§ **Tasks to perform**:
a) Name the lands between which, according to the passage on Swedenborg and the Second Advent, the highway foretold in Isaiah was to be made.
b) Pick up the passage on Swedenborg and the Second Advent after its final sentence and carry it forward.

§ **Page text**:
►

Concerning His Second Advent we learn that As the LORD cannot [now] manifest Himself in person, and yet had foretold that He would come again, and establish a New Church, which is the New Jerusalem, it follows that He would do this by a man, who could not only receive the doctrines of this Church in His understanding, but also publish them by the press.
And then Swedenborg continues, I testify in truth that the LORD manifested Himself before me, His servant; that He commissioned me to do this work, and afterward opened the sight of my spirit, and so let me into the spiritual world, permitting me to set: the heavens and the hells, and also to converse with angels and spirits, and this now continually for many years; and, likewise, that from the first day of my call to this office, I have never received anything relating to the doctrines of this Church from any angel, but from the LORD alone while I was reading the
Word.--T. C. R. 779.
Swedenborg repented this same statement in the superscription to the above passage in these words: The LORDS manifested Himself in person, and whom He has filled with His Spirit to teach the doctrines of the New Church by the Word from Himself.
If now we read this statement in connection with that quoted above from T. C. R. 200, it follows that, as the LORD made His Second Advent by a man, even Emanuel Swedenborg, the highway which He declares in Isa. xix. 24, was to be made at His Second Coming between Egypt, Assyria, and Israel, was made in the humanity of Swedenborg; which is confirmed by Swedenborgs statement to tinger, where he says that he was first introduced by the LORD into natural science, and thus prepared, and where he further declares that this happened from the year 1710 to 1744, when heaven was opened to him.

◄

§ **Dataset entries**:

►

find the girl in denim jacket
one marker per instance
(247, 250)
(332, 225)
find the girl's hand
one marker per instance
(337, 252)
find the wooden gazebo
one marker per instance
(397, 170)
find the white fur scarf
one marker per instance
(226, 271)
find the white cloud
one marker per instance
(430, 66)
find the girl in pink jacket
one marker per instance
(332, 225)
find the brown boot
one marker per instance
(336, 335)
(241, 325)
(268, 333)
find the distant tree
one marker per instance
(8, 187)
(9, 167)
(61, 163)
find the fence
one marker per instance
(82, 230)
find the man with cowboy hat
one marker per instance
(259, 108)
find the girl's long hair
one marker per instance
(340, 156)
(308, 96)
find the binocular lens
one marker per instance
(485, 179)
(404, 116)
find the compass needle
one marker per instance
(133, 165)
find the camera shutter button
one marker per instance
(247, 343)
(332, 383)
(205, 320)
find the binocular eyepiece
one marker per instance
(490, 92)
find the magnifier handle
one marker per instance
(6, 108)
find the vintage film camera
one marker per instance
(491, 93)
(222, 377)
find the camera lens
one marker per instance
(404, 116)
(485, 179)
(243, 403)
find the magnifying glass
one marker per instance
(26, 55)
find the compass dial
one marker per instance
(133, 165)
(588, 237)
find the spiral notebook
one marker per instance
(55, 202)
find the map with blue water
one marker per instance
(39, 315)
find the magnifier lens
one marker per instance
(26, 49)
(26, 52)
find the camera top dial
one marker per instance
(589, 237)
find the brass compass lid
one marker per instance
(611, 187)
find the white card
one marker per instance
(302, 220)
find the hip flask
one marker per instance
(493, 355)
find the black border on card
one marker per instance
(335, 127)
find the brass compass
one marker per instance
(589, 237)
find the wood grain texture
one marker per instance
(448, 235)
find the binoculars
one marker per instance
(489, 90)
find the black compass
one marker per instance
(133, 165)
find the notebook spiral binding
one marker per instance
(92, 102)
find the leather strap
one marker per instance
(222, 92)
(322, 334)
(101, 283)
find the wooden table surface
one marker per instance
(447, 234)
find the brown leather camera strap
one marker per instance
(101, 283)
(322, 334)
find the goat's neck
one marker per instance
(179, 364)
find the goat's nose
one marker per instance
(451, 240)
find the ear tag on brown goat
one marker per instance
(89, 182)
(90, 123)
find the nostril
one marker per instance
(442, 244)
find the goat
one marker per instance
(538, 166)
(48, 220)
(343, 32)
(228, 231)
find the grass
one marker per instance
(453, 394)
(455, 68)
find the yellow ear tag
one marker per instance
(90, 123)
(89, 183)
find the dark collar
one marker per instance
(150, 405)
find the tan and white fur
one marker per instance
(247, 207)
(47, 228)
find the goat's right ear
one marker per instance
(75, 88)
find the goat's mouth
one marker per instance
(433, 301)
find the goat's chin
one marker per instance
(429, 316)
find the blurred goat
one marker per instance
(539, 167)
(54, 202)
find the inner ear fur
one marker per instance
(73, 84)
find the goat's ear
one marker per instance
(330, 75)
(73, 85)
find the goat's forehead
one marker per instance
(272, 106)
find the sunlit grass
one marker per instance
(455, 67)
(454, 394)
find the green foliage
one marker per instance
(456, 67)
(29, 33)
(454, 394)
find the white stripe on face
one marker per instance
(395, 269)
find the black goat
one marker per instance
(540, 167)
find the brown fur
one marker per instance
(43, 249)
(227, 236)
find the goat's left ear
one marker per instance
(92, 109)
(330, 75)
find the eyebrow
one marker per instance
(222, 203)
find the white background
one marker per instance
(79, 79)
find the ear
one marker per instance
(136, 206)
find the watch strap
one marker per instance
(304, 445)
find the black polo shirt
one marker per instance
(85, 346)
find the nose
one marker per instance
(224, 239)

◄

§ **Expected results**:
a) Egypt, Assyria, and Israel.

b)
The construction of the highway between Egypt and Assyria, between the sensual scientific and the rational or philosophic stages of analytic science, was accordingly accomplished in 1744, when Swedenborg finished his labors on the Regnum Animale.
Yet this is to be so understood that while Swedenborg was cultivating the fields of Egypt and Assyria, Israel was ever the third with Egypt and with Assyria. And it must be borne in mind that Israel here represents those synthetic principles or those new doctrines, concerning which Swedenborg tells us that he discovered, disengaged, and brought them forth by the most intense application and study, and which consist of the doctrines of forms, of order and degrees, of series and society, of communication and influx, of correspondence and of modification.A. K. 17.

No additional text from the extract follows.